> _Provided text_:
>>>

Abstract
Goal: Exogenous, transient attention alters appearance along a number of perceptual dimensions including contrast (Carrasco, Ling & Read, 2004). However, it remains unclear whether endogenous, sustained attention also changes appearance. Here we tested the effect of endogenous attention on perceived contrast.
Methods: A central cue prompted observers to direct attention to one of two peripheral locations at eight degrees of eccentricity or to both locations (focused versus distributed attention, respectively). Two RSVP letter streams were shown at those locations for 1.2 s, followed by two independently tilted Gabor patches adjacent to the letter streams (40 ms). For focused-attention trials, observers directed attention to the cued RSVP stream and detected a target letter (‘X’); for distributed-attention trials, observers monitored both streams for the target. A target was presented on 20% of total trials, and observers indicated target detection by pressing a key. The rate of the RSVP stream was dynamically adjusted to maintain a high detection performance (∼90%). When observers did not detect the target, they reported the orientation of the higher contrast Gabor patch. One of the Gabors was the Standard (32% contrast) while the other was the Test, whose contrast was chosen from one of 9 levels around the Standard (13%–77%).

<<<

> _Extracted data_:
>>>

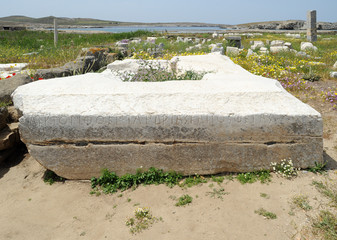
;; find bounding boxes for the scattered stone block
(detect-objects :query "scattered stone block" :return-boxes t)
[270,40,284,47]
[301,42,317,51]
[13,53,323,179]
[226,47,240,56]
[225,36,241,48]
[0,73,33,102]
[270,46,289,53]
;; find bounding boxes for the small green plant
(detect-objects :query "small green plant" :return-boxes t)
[312,211,337,240]
[43,170,65,185]
[270,159,297,179]
[91,168,182,194]
[125,208,158,234]
[206,188,229,200]
[179,174,207,187]
[292,195,312,211]
[236,170,271,184]
[312,181,337,207]
[255,208,277,219]
[212,176,225,185]
[308,162,327,174]
[175,194,193,207]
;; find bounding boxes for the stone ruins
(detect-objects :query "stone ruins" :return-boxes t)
[13,53,323,179]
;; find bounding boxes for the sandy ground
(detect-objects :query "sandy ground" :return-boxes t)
[0,143,337,240]
[0,79,337,240]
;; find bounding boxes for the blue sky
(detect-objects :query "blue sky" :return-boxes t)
[0,0,337,24]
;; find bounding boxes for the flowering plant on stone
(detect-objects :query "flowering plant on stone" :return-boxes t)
[270,159,300,179]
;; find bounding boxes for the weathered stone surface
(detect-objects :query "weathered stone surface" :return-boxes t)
[13,54,323,179]
[0,73,33,102]
[0,124,17,151]
[0,107,8,130]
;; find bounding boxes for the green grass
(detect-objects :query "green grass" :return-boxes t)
[0,31,154,69]
[255,208,277,219]
[236,170,271,184]
[292,195,312,211]
[91,168,182,193]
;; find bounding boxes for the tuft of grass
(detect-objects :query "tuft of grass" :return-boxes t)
[175,194,193,207]
[125,208,162,234]
[43,170,65,185]
[206,188,229,200]
[312,211,337,240]
[255,208,277,219]
[91,167,182,194]
[292,195,312,211]
[236,170,271,184]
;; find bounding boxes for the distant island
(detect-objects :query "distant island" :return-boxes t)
[0,16,337,30]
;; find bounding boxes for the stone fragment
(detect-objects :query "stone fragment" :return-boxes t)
[0,107,8,130]
[0,73,33,102]
[270,46,289,53]
[226,47,240,56]
[13,53,323,179]
[0,123,19,151]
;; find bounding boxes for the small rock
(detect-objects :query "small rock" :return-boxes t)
[270,46,289,53]
[301,42,317,51]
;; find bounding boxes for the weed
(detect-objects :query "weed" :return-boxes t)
[312,181,337,207]
[125,208,158,234]
[175,194,193,207]
[91,168,182,193]
[43,170,65,185]
[260,193,270,199]
[308,162,327,174]
[206,188,229,200]
[270,159,298,179]
[255,208,277,219]
[312,211,337,240]
[236,170,271,184]
[292,195,312,211]
[179,174,207,187]
[212,176,225,185]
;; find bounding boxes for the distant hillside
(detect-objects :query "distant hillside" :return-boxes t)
[0,16,230,27]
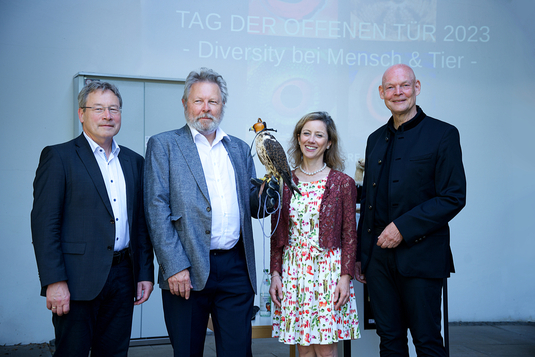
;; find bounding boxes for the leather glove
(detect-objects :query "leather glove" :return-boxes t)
[251,177,280,213]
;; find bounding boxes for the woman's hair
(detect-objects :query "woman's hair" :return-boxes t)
[288,112,345,171]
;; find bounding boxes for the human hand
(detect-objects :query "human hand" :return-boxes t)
[167,269,193,300]
[355,262,366,284]
[269,272,282,307]
[333,274,351,310]
[134,281,154,305]
[377,222,403,249]
[46,281,71,316]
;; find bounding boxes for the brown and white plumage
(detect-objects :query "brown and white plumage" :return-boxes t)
[250,118,301,196]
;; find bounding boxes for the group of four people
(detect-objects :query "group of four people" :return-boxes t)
[31,65,466,357]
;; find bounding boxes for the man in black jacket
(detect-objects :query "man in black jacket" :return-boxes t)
[31,81,154,357]
[356,64,466,357]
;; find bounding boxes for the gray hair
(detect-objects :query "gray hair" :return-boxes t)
[78,80,123,110]
[182,67,228,114]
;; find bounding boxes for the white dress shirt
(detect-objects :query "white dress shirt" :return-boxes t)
[84,132,130,252]
[188,125,240,249]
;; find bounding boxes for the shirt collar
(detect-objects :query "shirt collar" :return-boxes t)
[83,131,121,156]
[388,105,426,133]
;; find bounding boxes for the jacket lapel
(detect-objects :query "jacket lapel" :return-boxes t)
[176,125,210,202]
[119,150,135,227]
[75,133,113,216]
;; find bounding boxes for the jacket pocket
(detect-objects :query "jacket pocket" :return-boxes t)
[409,153,433,161]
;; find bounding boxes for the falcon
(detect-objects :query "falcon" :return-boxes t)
[249,118,301,197]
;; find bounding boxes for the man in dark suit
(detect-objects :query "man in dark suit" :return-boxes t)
[31,81,154,357]
[356,65,466,357]
[145,68,278,357]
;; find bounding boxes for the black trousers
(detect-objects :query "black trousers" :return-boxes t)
[366,247,446,357]
[52,259,135,357]
[162,241,254,357]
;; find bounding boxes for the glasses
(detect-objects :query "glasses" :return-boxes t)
[82,106,121,115]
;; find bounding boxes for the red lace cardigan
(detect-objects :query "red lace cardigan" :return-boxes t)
[270,170,357,276]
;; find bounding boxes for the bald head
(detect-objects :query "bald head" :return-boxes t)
[379,64,420,129]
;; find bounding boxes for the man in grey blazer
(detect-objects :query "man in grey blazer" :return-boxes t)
[144,68,274,357]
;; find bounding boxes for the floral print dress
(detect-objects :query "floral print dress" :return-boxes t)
[272,179,360,346]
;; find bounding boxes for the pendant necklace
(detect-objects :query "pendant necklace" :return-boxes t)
[299,162,327,176]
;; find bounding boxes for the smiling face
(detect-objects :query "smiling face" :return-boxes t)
[182,82,223,136]
[299,120,331,160]
[379,65,420,124]
[78,90,121,150]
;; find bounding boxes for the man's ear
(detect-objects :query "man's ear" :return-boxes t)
[379,85,385,99]
[414,80,422,95]
[78,108,84,125]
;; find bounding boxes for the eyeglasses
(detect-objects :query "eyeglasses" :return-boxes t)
[81,106,121,115]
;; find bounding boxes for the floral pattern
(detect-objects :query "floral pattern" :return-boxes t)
[273,179,360,346]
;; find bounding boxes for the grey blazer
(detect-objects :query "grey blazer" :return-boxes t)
[144,125,256,293]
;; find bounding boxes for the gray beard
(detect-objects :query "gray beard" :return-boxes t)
[186,114,223,134]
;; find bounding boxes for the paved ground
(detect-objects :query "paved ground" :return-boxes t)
[0,323,535,357]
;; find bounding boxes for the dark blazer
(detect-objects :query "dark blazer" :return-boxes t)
[357,107,466,278]
[145,125,256,292]
[31,134,154,300]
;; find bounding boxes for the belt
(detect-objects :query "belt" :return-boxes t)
[111,248,130,265]
[210,238,241,255]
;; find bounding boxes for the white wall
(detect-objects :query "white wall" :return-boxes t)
[0,0,535,344]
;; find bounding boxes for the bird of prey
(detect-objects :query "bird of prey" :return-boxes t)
[249,118,301,197]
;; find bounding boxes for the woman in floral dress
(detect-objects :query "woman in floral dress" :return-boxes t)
[270,112,360,356]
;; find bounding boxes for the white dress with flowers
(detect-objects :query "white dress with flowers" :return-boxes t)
[273,179,360,346]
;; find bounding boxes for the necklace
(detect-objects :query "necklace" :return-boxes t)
[299,162,327,176]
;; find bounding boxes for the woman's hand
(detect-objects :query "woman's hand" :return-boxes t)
[334,274,351,310]
[269,271,282,307]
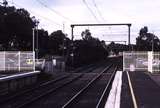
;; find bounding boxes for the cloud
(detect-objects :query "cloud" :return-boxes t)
[8,0,160,42]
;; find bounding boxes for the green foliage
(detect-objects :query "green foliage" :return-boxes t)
[0,6,35,50]
[136,27,160,51]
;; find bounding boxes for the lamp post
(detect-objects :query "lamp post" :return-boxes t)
[32,16,39,59]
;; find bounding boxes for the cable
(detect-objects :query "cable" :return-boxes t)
[8,1,62,26]
[36,0,74,22]
[92,0,105,21]
[82,0,99,22]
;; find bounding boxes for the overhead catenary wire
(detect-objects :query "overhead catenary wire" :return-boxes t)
[82,0,99,23]
[92,0,105,21]
[36,0,74,22]
[8,1,62,26]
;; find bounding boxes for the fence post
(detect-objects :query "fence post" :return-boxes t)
[4,51,6,71]
[18,51,21,72]
[148,51,153,73]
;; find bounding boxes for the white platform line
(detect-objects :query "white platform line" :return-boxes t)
[105,71,122,108]
[127,71,138,108]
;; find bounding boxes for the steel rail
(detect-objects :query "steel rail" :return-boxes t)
[62,65,112,108]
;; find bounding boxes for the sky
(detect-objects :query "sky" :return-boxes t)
[5,0,160,44]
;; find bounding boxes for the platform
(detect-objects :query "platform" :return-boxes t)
[121,71,160,108]
[0,71,40,96]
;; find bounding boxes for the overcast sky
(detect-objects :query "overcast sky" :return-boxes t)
[8,0,160,43]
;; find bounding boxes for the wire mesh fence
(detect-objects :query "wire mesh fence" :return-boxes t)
[0,51,35,71]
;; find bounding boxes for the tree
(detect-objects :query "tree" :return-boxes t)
[49,30,70,55]
[136,26,160,51]
[0,6,35,50]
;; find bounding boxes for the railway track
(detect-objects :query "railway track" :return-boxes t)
[21,66,116,108]
[62,67,117,108]
[0,61,111,108]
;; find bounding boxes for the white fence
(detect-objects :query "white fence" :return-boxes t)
[123,51,160,73]
[0,51,35,71]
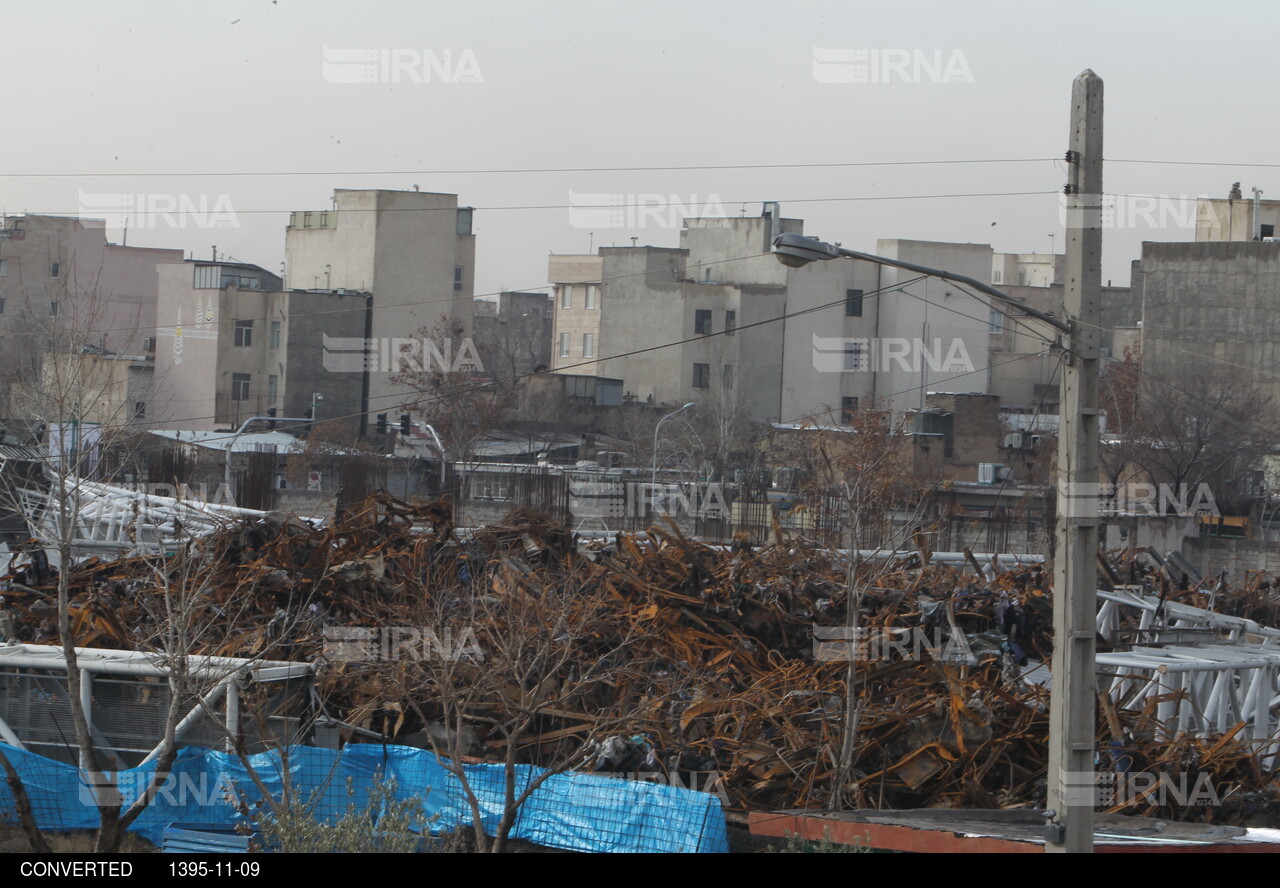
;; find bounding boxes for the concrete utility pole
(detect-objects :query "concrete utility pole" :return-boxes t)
[1044,70,1102,852]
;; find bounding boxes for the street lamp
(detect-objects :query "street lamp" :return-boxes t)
[649,400,695,514]
[773,232,1071,333]
[773,70,1102,852]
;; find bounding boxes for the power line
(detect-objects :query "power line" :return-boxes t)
[55,275,925,429]
[0,157,1060,179]
[18,189,1060,218]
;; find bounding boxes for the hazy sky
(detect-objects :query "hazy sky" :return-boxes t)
[0,0,1280,294]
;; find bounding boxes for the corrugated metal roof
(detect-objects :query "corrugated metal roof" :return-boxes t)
[151,429,302,453]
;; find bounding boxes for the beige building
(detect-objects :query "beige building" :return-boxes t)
[0,214,182,412]
[1196,182,1280,241]
[151,261,369,431]
[547,251,604,376]
[550,203,992,432]
[991,253,1066,287]
[285,189,475,424]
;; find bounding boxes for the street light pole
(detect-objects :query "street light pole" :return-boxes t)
[773,70,1102,852]
[1044,70,1102,852]
[649,402,694,519]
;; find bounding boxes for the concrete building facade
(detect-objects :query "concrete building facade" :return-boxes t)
[150,261,367,431]
[1196,182,1280,242]
[472,292,554,379]
[1139,241,1280,404]
[547,252,604,376]
[0,214,182,409]
[550,203,992,432]
[285,189,475,424]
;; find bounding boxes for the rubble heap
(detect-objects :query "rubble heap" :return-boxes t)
[0,495,1280,825]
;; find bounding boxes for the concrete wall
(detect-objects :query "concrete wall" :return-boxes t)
[1142,242,1280,414]
[1196,198,1280,242]
[0,215,182,381]
[547,255,604,376]
[285,189,475,413]
[876,241,992,413]
[151,262,224,431]
[273,290,363,429]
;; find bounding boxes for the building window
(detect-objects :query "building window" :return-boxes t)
[191,265,223,289]
[840,397,858,426]
[845,340,867,370]
[845,290,863,317]
[467,472,512,502]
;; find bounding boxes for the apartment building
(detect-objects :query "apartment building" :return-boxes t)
[285,189,475,424]
[151,261,370,431]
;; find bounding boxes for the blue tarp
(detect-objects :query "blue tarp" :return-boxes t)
[0,743,728,852]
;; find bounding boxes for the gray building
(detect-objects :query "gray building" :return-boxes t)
[550,203,993,432]
[472,290,553,379]
[151,261,370,430]
[1135,241,1280,414]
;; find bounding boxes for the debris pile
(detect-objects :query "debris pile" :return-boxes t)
[0,495,1280,824]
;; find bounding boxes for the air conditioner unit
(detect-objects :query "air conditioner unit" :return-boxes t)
[978,462,1007,484]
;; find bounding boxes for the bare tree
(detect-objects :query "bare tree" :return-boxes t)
[392,317,518,461]
[392,559,669,852]
[1123,366,1271,511]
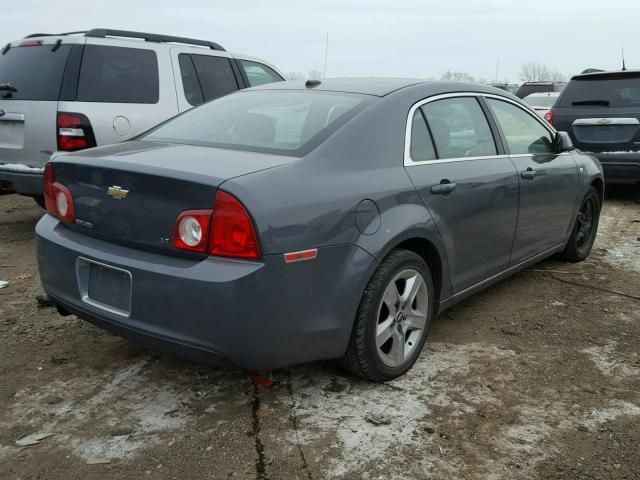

<<<

> _Problems_:
A - In the abstract on attention and perceived contrast, what was the contrast of the Standard Gabor patch?
B - Pick up the abstract on attention and perceived contrast after its final sentence and continue writing it.

> _Results for each task_:
A - 32%

B -
Results and Conclusion: Performance on the RSVP detection task was better for peripheral than neutral trials, indicating that attention was effectively deployed to the cued location. This deployment of attention caused a systematic shift in the psychometric functions for appearance: the stimuli in the cued location were perceived to have higher contrast than stimuli in the uncued location. In addition, attention improved performance on the orientation discrimination task. A control experiment ruled out a cue-bias explanation of the effect. These results indicate that endogenous, sustained attention also alters appearance.
Supported by NIH R01 EY016200-01A2.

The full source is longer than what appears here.